> **Information shown**:

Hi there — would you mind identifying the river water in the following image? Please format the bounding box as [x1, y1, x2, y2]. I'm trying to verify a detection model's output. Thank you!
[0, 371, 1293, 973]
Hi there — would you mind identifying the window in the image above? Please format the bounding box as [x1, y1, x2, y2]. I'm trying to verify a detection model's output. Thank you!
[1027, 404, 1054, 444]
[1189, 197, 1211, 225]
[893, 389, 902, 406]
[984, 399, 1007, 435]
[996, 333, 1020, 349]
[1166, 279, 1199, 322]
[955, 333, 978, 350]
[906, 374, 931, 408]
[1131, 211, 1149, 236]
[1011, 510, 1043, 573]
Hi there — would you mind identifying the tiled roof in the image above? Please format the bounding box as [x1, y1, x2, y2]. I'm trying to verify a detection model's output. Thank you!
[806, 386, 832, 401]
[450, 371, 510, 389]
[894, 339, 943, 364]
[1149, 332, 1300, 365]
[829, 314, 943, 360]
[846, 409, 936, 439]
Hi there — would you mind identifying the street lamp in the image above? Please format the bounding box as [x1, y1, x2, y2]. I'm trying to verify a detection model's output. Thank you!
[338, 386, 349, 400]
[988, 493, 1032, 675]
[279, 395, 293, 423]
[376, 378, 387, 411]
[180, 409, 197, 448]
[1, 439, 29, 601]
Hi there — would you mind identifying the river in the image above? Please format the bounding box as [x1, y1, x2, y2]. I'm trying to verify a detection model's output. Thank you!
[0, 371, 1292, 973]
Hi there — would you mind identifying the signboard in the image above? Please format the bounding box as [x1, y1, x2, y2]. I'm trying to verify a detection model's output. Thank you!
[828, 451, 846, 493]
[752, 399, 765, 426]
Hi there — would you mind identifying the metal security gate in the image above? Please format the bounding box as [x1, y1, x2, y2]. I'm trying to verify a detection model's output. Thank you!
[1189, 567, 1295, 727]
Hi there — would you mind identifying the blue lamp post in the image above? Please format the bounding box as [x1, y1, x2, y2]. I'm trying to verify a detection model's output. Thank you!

> **What to produce**: Output all preceding records character for character.

> **Result below**:
Hi there — would you mind identifying the river water in the following image? Please format the bounding box as [x1, y1, x2, y2]. I'm trying to verify a detection model's output. Thank you!
[0, 371, 1293, 973]
Hi there — would you mind identifying the window in the image above? Please format the bounding box as [x1, y1, x2, y2]. I'm trying to verify a detection model's output. Thank you!
[1027, 404, 1054, 444]
[1189, 197, 1211, 225]
[893, 389, 902, 406]
[984, 399, 1007, 435]
[996, 333, 1020, 349]
[1166, 279, 1199, 322]
[955, 333, 978, 350]
[906, 374, 931, 408]
[1131, 211, 1149, 236]
[1011, 510, 1043, 573]
Hi there — would you mind identifying the tiled roof in the image above? Please format the bounding box as [x1, y1, x2, y2]. I'm trying to verify a detection model's output. Thank you!
[806, 386, 832, 401]
[450, 371, 510, 389]
[894, 339, 943, 364]
[1149, 332, 1300, 365]
[829, 314, 943, 360]
[846, 409, 936, 439]
Hi there — would you mind identifying the street lamp in the image above? Please format the bounding box as [x1, y1, x2, y2]. I'm trying to verify a detection model's output. Thank you!
[338, 386, 349, 400]
[988, 493, 1032, 675]
[279, 395, 293, 423]
[376, 378, 387, 411]
[180, 409, 197, 448]
[1, 439, 29, 601]
Hi there — would you mind identifying the river in the image above? Please format the bounding box as [x1, y1, x2, y2]. I'm trying to verify a detection model's output. Thank you!
[0, 371, 1292, 973]
Hi there — would you mind identifying the signboard in the image above? Please format the bounding box as [x1, y1, x2, y2]. I'm trying to verify a detection model's output. Thank you!
[828, 451, 846, 493]
[752, 399, 765, 426]
Hi there — would you mind identifying the metal security gate in the image above? Please format the bounding box as [x1, y1, x2, y2]. I'm trying to verify a detection model's output. Thank you!
[1189, 567, 1295, 727]
Hi there — would you mind identifying the blue lamp post in the image above? Please format the bounding box as [x1, y1, x2, y2]. I'm trying to verify a detection model's output. Thank you!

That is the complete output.